WORK INSTRUCTION:
Could you print the data that follows exactly as given?

RECORDS FOR THIS EXERCISE:
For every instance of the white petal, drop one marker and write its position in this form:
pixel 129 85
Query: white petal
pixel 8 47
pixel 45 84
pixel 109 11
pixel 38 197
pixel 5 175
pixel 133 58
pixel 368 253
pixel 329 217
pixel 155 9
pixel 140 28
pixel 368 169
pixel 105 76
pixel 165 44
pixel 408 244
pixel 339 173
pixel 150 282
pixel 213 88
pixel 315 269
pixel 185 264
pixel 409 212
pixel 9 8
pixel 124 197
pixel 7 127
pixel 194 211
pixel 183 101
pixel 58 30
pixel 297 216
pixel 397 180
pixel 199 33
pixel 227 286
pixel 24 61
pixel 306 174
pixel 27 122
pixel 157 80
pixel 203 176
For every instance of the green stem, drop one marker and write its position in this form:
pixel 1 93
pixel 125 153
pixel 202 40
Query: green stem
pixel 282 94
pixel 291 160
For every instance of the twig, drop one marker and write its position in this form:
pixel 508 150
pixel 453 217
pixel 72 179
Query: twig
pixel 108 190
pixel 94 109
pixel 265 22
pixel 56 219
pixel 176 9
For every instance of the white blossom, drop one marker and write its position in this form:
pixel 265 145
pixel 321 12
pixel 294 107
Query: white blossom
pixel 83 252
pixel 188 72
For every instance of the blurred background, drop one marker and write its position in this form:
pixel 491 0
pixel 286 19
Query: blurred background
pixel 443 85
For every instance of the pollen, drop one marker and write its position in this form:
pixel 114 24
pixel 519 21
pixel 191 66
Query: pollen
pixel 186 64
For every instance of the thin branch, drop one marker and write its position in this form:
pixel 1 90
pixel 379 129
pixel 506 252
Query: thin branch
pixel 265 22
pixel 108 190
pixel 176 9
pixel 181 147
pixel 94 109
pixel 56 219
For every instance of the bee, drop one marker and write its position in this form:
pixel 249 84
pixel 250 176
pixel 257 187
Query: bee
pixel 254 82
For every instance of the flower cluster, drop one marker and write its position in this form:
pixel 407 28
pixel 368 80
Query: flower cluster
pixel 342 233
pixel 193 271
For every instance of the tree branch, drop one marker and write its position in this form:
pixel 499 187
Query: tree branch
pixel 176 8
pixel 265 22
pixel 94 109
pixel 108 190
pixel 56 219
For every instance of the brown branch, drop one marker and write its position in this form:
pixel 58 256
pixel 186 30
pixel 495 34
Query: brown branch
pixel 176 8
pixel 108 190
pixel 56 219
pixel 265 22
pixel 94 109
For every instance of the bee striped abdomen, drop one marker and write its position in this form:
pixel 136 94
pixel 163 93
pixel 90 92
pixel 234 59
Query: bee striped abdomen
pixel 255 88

ANSWER TO THIS TASK:
For every instance of the white petal, drop one marker and write its position in this form:
pixel 129 85
Query: white petal
pixel 8 47
pixel 45 84
pixel 109 11
pixel 38 197
pixel 5 175
pixel 133 58
pixel 368 253
pixel 329 217
pixel 155 9
pixel 140 28
pixel 368 169
pixel 105 76
pixel 165 44
pixel 408 244
pixel 339 173
pixel 150 282
pixel 213 88
pixel 315 269
pixel 185 264
pixel 409 212
pixel 9 8
pixel 124 197
pixel 7 127
pixel 194 211
pixel 183 101
pixel 58 30
pixel 297 216
pixel 397 180
pixel 199 33
pixel 227 286
pixel 24 61
pixel 306 174
pixel 27 122
pixel 157 80
pixel 203 176
For every instance of the green stem, drop one marker and write its position in this form:
pixel 1 93
pixel 125 153
pixel 202 40
Query: green stem
pixel 282 94
pixel 291 160
For every instance of the twig, drop one marker and write its position in this form:
pixel 508 150
pixel 453 217
pixel 72 179
Query: twig
pixel 108 190
pixel 94 109
pixel 265 22
pixel 56 219
pixel 176 9
For every instance of the white blossom, drop one marker and write its position in this form:
pixel 265 145
pixel 321 12
pixel 294 107
Query: white blossom
pixel 83 252
pixel 188 72
For every instance of the blurred background, drop one marker and write its position in this form:
pixel 491 0
pixel 286 19
Query: blurred background
pixel 443 85
For every instance of the pollen, drop one marker and write its position in this form:
pixel 114 24
pixel 519 21
pixel 191 66
Query: pollen
pixel 186 64
For every instance of the thin branch, drop one marker and write its position in this form:
pixel 1 90
pixel 379 129
pixel 506 252
Query: thin branch
pixel 265 22
pixel 108 190
pixel 176 9
pixel 181 147
pixel 94 109
pixel 56 219
For every instance of the bee, drop one marker and write its position in this form:
pixel 249 84
pixel 250 176
pixel 257 187
Query: bee
pixel 254 82
For every instance of the flower cluster, drop one marker and write its position in this form:
pixel 407 28
pixel 368 80
Query: flower cluster
pixel 342 233
pixel 193 271
For every instance of the tree branch, drop one marker and write its position in this form:
pixel 499 187
Query: tree branch
pixel 176 8
pixel 265 22
pixel 94 109
pixel 108 190
pixel 56 219
For every instance of the brown branch, drop one marker and write its position in this form:
pixel 58 256
pixel 186 30
pixel 495 34
Query: brown branch
pixel 176 8
pixel 108 190
pixel 56 219
pixel 265 22
pixel 94 109
For every instance of the bee striped abdomen, drop one marker and write its position in this form:
pixel 136 94
pixel 163 93
pixel 90 92
pixel 234 59
Query: bee striped abdomen
pixel 255 88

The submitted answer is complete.